## Trecho fornecido
•••

Essas críticas provêm, em parte, de uma leitura equivocada da noção de poder em Foucault, ao considerarem que o argumento de que “o poder está em toda parte” anula a prática emancipatória. Ora, essa lógica concebe o poder apenas em sua forma soberana, “repressiva”, vinculada às leis e às autoridades (o contrário da trama disciplinar que Foucault salienta nos micropoderes). Esses críticos pensam no poder, sobretudo, como restrição de uma condição originalmente “livre”, ao passo que, para Foucault, tal condição é, ela própria, instaurada pelo poder. Não no sentido de uma superestrutura que em tudo penetra, mas em referência à própria trama das relações sociais, de onde surgem certos papeis e condutas que se definem em nome de uma pretensa liberdade. Logo, são as relações de poder que produzem essa ideia de liberdade como uma natureza dada de antemão, relações que essa mesma ideia ajuda a sustentar – ela não é mero efeito de uma causa totalizante, mas um elemento discursivo que, junto a muitos outros elementos (discursivos e não discursivos), atua de maneira difusa para sustentar a trama das relações de poder que os engendra.

•••

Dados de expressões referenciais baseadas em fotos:
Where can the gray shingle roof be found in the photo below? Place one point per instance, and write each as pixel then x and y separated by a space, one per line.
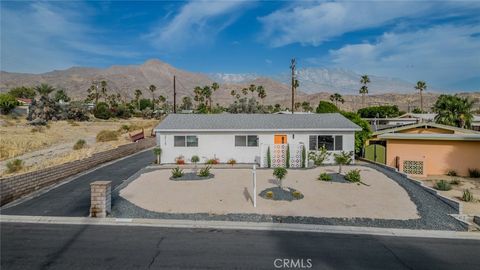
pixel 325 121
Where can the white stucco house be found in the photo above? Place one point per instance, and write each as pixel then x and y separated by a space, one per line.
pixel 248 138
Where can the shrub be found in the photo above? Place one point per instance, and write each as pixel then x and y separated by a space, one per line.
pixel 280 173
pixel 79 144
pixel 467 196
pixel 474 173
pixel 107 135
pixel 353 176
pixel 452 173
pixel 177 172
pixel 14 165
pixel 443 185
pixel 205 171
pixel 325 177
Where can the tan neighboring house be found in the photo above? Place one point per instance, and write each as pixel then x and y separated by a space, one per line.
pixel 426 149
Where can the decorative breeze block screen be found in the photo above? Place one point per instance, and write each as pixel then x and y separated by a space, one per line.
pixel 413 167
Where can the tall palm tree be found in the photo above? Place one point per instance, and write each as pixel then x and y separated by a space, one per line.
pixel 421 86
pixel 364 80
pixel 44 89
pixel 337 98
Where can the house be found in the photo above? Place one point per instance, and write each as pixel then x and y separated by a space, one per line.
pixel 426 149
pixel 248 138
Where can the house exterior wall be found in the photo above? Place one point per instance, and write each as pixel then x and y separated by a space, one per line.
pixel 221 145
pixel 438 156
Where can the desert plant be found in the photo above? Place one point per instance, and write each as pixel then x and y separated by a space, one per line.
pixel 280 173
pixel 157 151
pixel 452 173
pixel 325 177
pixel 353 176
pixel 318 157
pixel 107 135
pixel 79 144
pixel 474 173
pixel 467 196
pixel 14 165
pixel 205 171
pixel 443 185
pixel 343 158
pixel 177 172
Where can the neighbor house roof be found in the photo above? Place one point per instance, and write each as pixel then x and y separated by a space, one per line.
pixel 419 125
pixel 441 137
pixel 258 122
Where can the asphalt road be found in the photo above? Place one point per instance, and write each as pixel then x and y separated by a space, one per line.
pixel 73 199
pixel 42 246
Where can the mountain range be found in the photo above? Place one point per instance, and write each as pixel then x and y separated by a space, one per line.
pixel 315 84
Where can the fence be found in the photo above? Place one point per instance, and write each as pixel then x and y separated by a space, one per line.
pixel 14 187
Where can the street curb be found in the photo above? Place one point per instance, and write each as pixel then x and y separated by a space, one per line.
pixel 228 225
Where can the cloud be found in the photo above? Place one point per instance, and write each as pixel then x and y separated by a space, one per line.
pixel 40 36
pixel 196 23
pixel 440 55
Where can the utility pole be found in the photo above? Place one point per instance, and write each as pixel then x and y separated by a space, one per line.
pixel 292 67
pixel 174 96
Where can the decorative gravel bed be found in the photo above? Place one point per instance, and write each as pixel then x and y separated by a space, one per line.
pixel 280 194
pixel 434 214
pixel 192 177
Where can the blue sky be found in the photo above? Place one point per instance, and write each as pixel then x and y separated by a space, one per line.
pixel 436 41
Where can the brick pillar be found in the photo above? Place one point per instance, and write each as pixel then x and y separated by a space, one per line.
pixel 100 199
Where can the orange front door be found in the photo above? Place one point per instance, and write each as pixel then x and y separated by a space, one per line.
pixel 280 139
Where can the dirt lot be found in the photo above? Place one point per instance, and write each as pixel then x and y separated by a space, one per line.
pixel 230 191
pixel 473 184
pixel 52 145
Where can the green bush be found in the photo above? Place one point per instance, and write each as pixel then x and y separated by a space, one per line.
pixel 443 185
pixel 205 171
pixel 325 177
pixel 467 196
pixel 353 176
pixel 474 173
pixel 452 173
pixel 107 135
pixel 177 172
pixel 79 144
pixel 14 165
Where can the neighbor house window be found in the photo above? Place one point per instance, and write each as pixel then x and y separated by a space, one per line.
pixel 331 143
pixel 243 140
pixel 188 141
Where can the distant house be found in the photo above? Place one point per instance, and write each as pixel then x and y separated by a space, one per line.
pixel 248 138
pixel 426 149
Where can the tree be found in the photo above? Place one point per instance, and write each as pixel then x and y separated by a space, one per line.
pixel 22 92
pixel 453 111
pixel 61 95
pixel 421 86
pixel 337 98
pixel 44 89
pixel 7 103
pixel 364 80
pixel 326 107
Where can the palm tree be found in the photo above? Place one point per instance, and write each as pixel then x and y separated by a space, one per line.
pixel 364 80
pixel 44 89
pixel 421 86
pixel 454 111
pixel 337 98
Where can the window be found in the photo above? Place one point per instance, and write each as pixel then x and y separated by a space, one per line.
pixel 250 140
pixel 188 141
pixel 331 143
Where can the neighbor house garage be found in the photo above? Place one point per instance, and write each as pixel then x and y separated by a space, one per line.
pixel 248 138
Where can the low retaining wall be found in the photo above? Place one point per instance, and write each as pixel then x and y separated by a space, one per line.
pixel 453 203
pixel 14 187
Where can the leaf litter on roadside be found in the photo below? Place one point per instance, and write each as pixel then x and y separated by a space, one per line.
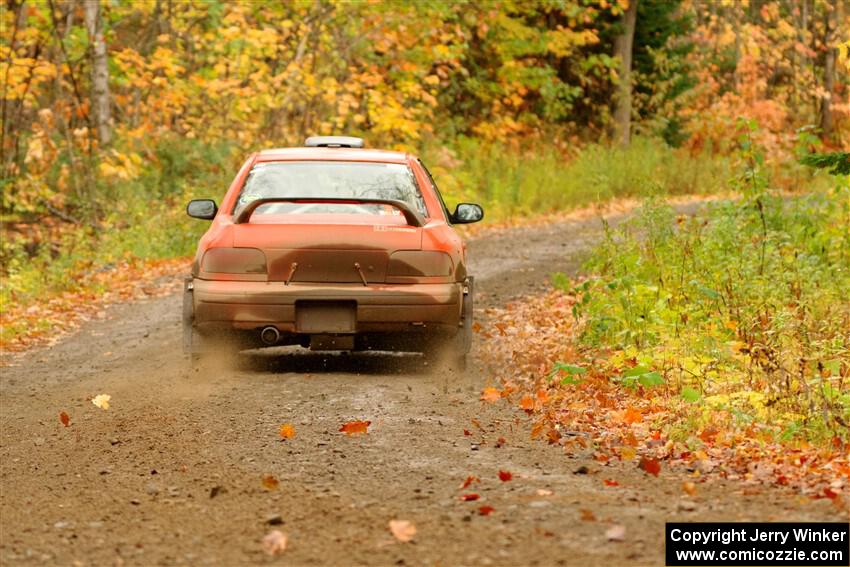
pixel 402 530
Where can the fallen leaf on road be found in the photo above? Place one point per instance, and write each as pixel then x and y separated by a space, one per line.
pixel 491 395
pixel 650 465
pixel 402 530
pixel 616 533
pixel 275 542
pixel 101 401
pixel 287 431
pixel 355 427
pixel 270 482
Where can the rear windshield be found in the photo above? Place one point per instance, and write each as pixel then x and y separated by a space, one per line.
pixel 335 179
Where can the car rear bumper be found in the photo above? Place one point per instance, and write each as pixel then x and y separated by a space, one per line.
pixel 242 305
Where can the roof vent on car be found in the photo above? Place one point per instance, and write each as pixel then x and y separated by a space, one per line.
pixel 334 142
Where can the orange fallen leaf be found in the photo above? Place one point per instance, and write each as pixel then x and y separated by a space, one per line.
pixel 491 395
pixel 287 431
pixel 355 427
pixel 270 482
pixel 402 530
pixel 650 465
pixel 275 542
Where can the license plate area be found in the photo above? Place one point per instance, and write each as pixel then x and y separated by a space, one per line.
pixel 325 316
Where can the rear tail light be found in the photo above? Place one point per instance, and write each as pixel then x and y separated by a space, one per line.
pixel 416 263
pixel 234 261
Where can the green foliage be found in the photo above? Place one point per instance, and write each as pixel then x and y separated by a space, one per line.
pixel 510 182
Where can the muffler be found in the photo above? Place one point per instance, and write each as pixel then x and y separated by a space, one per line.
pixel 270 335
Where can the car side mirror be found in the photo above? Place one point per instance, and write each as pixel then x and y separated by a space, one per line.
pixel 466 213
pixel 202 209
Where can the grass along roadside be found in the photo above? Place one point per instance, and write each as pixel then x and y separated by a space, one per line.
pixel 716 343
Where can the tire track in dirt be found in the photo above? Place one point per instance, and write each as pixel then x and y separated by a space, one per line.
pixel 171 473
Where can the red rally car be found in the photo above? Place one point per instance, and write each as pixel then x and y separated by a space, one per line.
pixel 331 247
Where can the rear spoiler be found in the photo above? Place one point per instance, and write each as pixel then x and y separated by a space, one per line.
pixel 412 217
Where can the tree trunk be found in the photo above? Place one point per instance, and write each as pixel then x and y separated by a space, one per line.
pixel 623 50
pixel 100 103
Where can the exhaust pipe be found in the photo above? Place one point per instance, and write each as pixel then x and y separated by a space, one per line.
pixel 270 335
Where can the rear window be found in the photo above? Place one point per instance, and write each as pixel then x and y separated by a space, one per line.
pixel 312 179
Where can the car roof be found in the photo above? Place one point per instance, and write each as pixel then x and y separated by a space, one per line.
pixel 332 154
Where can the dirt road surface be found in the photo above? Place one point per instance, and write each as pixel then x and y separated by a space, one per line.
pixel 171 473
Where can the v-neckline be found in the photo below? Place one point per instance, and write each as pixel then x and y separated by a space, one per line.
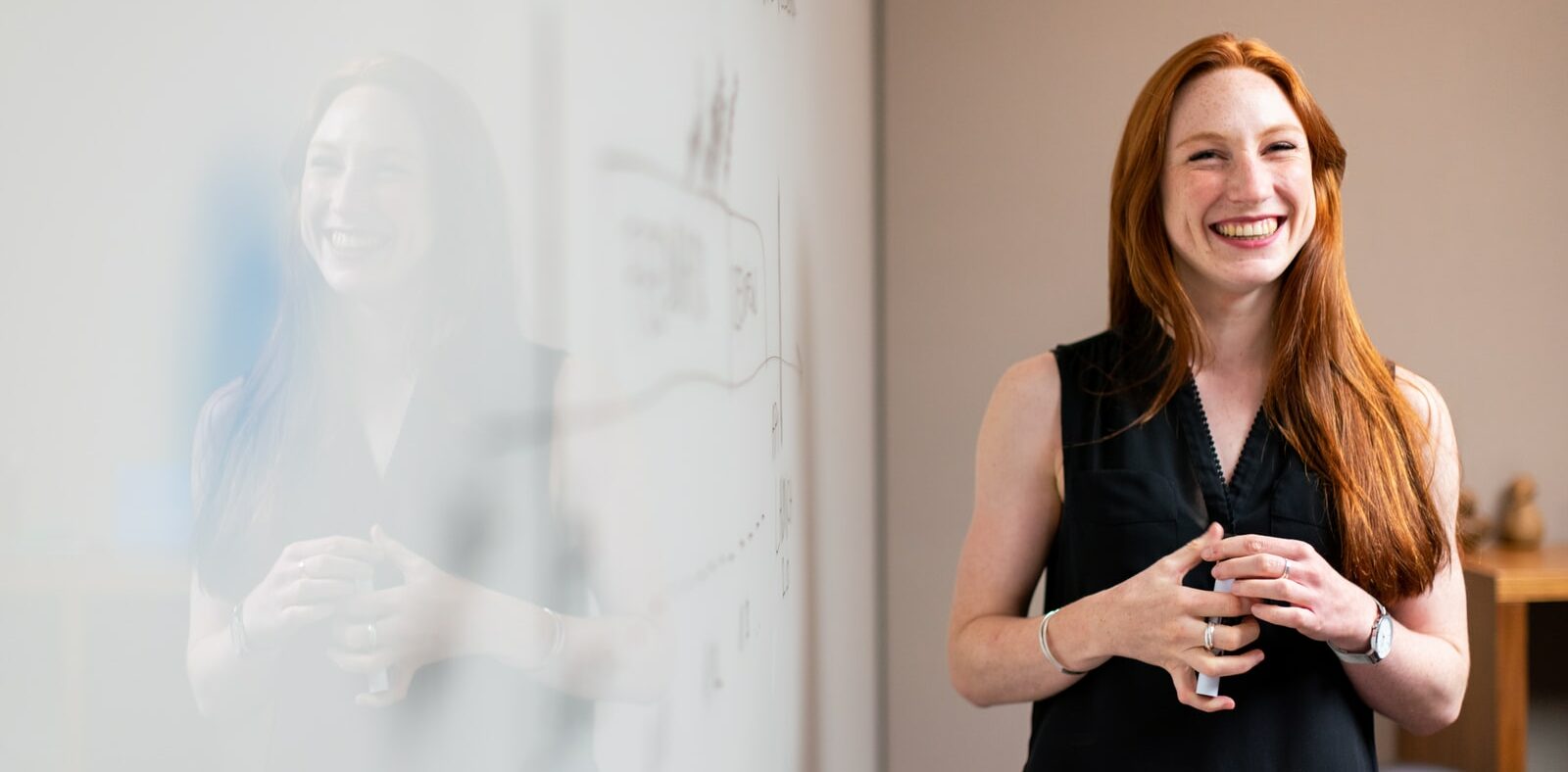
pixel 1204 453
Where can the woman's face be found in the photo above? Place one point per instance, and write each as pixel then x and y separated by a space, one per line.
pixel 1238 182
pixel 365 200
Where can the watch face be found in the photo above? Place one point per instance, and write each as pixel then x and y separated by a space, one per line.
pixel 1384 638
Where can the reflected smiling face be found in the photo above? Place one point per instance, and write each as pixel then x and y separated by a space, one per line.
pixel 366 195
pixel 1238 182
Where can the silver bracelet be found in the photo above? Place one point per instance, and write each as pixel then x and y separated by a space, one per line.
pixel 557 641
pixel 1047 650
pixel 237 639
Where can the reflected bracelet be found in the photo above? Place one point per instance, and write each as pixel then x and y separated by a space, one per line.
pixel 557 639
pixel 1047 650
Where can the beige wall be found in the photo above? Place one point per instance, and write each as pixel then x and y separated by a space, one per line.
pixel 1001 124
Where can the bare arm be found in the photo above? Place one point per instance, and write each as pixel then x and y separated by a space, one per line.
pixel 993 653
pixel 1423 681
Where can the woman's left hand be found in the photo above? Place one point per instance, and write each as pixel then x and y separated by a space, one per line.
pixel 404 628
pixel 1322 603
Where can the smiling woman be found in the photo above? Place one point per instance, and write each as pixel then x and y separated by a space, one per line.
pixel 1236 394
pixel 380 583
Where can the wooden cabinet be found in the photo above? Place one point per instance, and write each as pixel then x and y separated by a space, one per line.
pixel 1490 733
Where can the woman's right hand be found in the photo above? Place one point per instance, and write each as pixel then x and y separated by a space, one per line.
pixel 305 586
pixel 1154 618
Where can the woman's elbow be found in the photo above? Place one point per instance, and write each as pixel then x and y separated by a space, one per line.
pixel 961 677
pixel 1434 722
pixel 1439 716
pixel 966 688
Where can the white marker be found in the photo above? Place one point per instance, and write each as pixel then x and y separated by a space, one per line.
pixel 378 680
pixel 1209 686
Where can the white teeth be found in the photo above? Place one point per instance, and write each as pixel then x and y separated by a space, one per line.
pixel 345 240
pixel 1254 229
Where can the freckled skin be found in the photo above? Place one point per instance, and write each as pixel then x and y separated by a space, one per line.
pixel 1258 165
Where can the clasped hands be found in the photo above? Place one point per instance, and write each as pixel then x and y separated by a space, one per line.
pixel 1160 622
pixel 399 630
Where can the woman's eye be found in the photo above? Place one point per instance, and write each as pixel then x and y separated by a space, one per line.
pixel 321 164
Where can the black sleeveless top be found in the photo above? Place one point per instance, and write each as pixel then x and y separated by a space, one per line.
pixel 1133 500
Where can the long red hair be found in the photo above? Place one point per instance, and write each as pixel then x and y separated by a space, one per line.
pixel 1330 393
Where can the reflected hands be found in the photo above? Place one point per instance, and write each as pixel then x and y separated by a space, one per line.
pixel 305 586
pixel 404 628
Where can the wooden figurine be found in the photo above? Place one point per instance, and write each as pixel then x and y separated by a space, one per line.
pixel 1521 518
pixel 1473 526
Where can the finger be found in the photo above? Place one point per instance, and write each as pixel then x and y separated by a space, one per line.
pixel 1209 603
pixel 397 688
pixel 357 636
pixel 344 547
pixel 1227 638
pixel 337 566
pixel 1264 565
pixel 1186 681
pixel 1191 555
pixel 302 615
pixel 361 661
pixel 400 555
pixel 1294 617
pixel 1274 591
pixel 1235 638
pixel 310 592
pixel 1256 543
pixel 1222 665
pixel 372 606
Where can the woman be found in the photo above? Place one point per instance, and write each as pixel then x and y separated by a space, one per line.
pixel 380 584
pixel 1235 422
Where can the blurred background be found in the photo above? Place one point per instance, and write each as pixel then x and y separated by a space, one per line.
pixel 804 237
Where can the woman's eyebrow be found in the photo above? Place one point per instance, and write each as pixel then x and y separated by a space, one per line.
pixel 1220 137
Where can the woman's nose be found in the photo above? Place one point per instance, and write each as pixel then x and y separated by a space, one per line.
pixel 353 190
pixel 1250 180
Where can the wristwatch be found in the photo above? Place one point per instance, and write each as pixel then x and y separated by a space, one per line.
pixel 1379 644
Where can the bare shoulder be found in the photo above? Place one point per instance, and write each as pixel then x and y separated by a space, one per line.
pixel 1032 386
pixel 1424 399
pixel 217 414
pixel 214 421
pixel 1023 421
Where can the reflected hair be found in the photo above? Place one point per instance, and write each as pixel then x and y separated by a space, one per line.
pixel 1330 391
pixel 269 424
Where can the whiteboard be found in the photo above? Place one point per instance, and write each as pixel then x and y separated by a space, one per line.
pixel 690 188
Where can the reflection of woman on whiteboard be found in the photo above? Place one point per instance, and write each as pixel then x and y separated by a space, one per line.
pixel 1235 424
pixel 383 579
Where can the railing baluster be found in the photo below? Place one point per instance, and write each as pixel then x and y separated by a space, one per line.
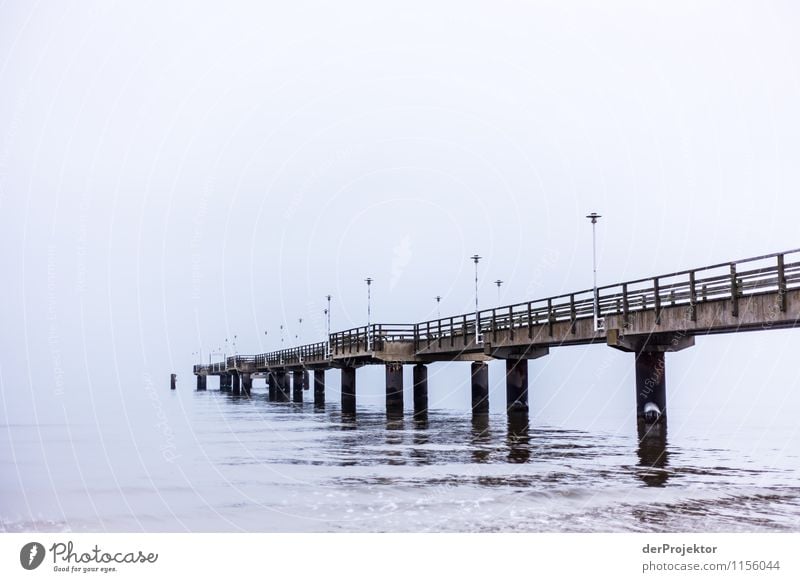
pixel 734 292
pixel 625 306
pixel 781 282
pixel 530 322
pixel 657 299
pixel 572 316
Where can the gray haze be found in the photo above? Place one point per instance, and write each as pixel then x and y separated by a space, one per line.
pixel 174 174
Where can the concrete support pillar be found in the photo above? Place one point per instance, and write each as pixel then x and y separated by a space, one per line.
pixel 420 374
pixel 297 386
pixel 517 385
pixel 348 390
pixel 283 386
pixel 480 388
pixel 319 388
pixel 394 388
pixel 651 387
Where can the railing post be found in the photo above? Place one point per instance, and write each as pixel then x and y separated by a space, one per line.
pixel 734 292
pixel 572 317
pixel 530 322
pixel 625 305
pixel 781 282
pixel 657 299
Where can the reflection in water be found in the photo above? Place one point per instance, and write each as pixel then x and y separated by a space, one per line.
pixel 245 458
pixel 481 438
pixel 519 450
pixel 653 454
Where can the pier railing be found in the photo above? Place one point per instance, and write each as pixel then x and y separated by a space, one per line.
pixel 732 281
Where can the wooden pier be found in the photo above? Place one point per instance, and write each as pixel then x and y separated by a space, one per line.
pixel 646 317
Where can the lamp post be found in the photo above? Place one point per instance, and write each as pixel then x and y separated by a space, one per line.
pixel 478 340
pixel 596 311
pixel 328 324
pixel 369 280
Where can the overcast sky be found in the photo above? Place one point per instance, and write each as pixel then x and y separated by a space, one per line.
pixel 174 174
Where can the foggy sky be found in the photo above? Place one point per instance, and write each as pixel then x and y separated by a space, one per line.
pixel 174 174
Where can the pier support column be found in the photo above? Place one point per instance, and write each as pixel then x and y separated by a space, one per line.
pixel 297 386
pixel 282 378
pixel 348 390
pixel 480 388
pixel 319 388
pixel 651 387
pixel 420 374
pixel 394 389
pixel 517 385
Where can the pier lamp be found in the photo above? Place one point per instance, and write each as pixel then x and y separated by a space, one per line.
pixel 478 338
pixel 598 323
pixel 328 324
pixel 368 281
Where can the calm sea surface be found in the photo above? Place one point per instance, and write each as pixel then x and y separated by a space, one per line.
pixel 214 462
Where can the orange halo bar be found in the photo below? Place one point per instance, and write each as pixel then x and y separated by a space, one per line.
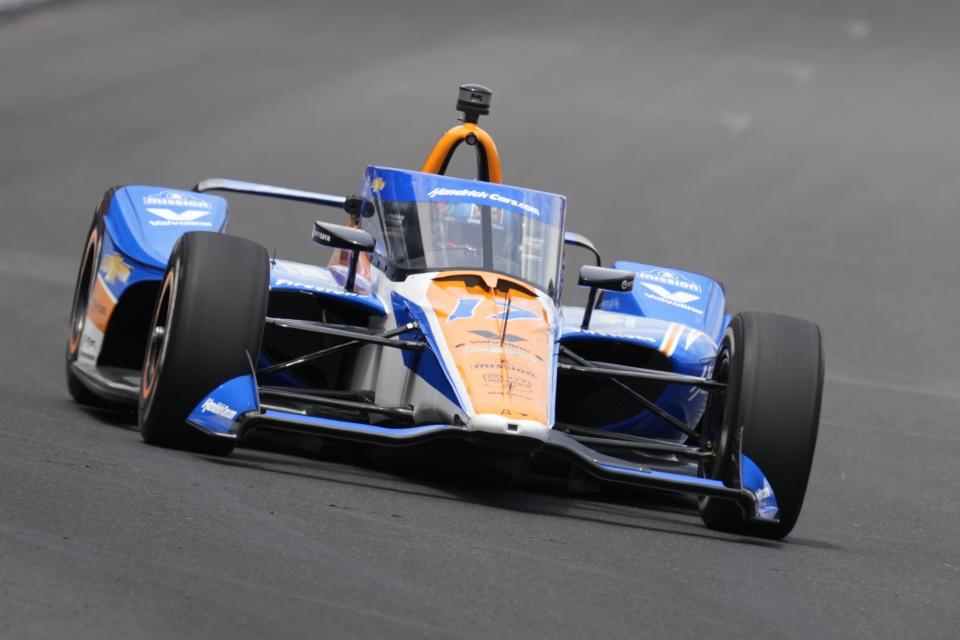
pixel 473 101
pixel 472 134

•••

## Instruções das tarefas
**a.** No trecho sobre o poder em Foucault, de que forma os críticos concebem o poder?
**b.** Dê a continuação do trecho sobre o poder em Foucault, começando logo após a última frase.
Os registros não têm relação com o trecho.

## Resultados
**a.** Apenas em sua forma soberana, "repressiva", vinculada às leis e às autoridades.

**b.**
No fundo, porém, o que mais aflige os críticos de Foucault parece ser o fato de que sua filosofia não oferece “alternativas” e exige muito de nós. Afinal, em vez de nos dizer o que devemos pensar e fazer, Foucault nos encoraja a refletir criticamente sobre por que desejamos tanto que alguém nos diga o que pensar e o que fazer, ou por que acreditamos que devemos ter normas e padrões que ditem nossos pensamentos e ações. Com efeito, isso que os críticos de Foucault encaram como uma incapacidade de fornecer alternativas deve ser visto, antes de tudo, como uma recusa em fazê-lo. Pois apontar um norte a ser seguido é exatamente o que minaria o potencial emancipatório de sua filosofia, que consiste em apresentar “ferramentas” em vez de rumos e prescrições. Descobrir o uso dessas ferramentas é a “dura” exigência que Foucault nos impõe – eis como sua obsessão por pensar diferente de si mesmo começa a fazer sentido, e também como a dimensão ética e política da sua obra começa a tomar forma.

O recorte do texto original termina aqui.